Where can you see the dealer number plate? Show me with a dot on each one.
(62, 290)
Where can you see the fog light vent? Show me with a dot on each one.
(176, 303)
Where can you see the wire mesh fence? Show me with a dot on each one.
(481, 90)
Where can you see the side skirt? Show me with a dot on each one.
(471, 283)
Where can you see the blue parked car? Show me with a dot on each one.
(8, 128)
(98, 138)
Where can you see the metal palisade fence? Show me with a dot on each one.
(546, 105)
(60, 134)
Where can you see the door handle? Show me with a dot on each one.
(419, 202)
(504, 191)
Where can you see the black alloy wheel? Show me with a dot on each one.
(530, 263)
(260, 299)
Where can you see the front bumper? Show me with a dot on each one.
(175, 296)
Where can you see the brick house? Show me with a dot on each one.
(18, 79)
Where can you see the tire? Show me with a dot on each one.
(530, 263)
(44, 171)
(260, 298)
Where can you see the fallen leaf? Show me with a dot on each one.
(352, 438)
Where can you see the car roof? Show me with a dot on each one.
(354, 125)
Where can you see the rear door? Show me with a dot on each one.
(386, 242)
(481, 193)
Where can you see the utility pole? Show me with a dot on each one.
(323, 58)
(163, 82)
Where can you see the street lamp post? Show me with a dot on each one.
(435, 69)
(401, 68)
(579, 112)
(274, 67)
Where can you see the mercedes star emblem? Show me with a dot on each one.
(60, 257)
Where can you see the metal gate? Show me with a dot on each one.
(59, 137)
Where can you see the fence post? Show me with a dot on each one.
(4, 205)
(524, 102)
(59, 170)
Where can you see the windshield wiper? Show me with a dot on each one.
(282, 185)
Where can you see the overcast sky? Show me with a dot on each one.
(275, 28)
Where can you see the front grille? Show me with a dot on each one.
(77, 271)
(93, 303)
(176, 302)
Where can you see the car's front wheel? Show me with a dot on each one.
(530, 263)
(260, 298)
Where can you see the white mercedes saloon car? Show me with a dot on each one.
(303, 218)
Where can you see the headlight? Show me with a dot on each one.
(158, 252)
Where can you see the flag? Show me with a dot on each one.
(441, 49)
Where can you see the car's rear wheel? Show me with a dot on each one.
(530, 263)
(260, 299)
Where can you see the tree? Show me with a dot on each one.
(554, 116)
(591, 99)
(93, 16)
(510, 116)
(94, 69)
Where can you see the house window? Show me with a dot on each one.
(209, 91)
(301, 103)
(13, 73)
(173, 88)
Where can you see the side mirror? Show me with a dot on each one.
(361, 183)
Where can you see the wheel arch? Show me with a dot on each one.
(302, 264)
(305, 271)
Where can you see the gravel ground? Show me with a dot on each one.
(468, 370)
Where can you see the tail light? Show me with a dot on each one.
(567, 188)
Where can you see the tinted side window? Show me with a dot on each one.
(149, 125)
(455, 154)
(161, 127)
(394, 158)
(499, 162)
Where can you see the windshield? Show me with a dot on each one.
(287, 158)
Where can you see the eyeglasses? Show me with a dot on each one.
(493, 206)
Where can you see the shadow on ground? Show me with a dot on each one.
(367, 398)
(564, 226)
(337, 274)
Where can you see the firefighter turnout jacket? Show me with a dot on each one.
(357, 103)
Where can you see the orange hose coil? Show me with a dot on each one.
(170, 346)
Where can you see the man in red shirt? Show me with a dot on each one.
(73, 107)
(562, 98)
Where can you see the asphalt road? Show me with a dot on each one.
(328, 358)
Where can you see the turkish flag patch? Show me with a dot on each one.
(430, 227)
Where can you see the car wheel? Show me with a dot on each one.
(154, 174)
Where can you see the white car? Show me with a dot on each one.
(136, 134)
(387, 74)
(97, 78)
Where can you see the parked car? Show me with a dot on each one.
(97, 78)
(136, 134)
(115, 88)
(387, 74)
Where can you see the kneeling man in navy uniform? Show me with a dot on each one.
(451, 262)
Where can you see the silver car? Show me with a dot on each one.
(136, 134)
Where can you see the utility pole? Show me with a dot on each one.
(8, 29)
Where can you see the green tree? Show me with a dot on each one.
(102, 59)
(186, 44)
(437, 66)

────────

THE REQUEST: Reproduce every entry above verbatim, from the first line to the last, with no alterations.

RESULT OF THE TASK:
Where can you see the dealer number plate? Show me with a dot on each one.
(62, 290)
Where can you see the fog light vent? Show me with a dot on each one.
(176, 303)
Where can you see the wire mesh fence? Show me with a dot on each one.
(481, 90)
Where can you see the side skirt? Show me with a dot on each one.
(471, 283)
Where can you see the blue parked car? Show me with a dot on each one.
(8, 128)
(98, 138)
Where can you see the metal palisade fence? Show me with a dot on each one.
(546, 105)
(60, 134)
Where can you see the door handle? Show me with a dot on each one.
(419, 202)
(504, 191)
Where can you see the black alloy wheel? Show me with a dot on each one.
(530, 263)
(260, 299)
Where can you see the front bumper? Show me with a dot on each one.
(175, 296)
Where can you see the brick house? Show me with a dot on each one.
(18, 79)
Where can you see the tire? Show me with a dot on each one.
(530, 263)
(44, 171)
(260, 298)
Where can you see the fallen leaf? Show me with a dot on each one.
(352, 438)
Where can you see the car roof? Show me with a dot on each one.
(354, 125)
Where can you see the rear door? Show me with a dot on each one.
(386, 242)
(481, 193)
Where can you see the utility pole? Show me with a dot on each one.
(323, 58)
(163, 82)
Where can you see the street lamp post? Show me with a dot on each one.
(435, 69)
(401, 68)
(579, 112)
(274, 67)
Where can you see the mercedes star emblem? Show me with a dot on each one.
(60, 257)
Where can you see the metal gate? Show me with a dot on each one.
(59, 137)
Where can you see the fence post? Show me with a dot on each one.
(4, 205)
(524, 102)
(59, 170)
Where can you see the windshield wiper? Show me with a dot on each one.
(282, 185)
Where can you see the overcast sky? Show me with a dot on each one.
(275, 28)
Where can you see the front grille? Show me with a dot on each one.
(77, 271)
(93, 303)
(176, 302)
Where can you see the car's front wheel? Show me with a dot on each one.
(530, 263)
(260, 298)
Where can you see the white mercedes saloon car? Show me with a dot on each one.
(303, 218)
Where can you see the headlight? Show me with a dot on each one.
(158, 252)
Where can you see the flag? Show me with a dot on each one.
(441, 49)
Where can you see the car's rear wheel? Show me with a dot on each one.
(530, 263)
(260, 299)
Where can you see the tree? Show me with a dot on each one.
(554, 116)
(591, 99)
(93, 16)
(510, 116)
(94, 69)
Where can you see the house window? Show me with a dot on each one.
(209, 91)
(301, 103)
(13, 73)
(173, 88)
Where can you see the side mirror? Show me with a dot on each one.
(361, 183)
Where can you see the wheel arch? Show me with a dot on each one.
(302, 264)
(305, 271)
Where can you see the gravel ground? Show me with a dot on each one.
(468, 370)
Where can you see the tail light? Show me with a dot on each one.
(567, 188)
Where can you see the tinted side window? Show me with a dot on each one.
(149, 125)
(455, 154)
(161, 127)
(394, 158)
(499, 162)
Where can you see the windshield? Show me with a dot on each one.
(287, 158)
Where can you see the eyeglasses? Show me with a dot on each one.
(493, 206)
Where can you see the shadow on ground? Show me with a dot on each one.
(367, 398)
(564, 226)
(337, 274)
Where can you see the firefighter turnout jacket? Show me with a dot on each one.
(357, 103)
Where can you see the orange hose coil? Show me with a dot on each one.
(170, 346)
Where can you see the man in red shirt? Show me with a dot on each one.
(73, 107)
(562, 98)
Where can you see the asphalt road? Show me with a dot on each one.
(328, 358)
Where can you see the turkish flag patch? Show me with a dot on each one.
(430, 227)
Where can you see the car wheel? Show me with a dot on each one.
(154, 174)
Where can you see the white car? Show me with a dot on each one.
(136, 134)
(387, 74)
(97, 78)
Where can you see the parked car? Show me with a dot on each one.
(97, 78)
(136, 134)
(115, 88)
(387, 74)
Where can you see the kneeling man in navy uniform? Show me with a dot on each one.
(451, 262)
Where can you see the silver car? Show me with a dot on each one.
(136, 134)
Where can you see the utility pole? Show me with a dot on each one.
(8, 29)
Where can you see the green tree? Show me with a dot on each one.
(102, 59)
(186, 44)
(437, 66)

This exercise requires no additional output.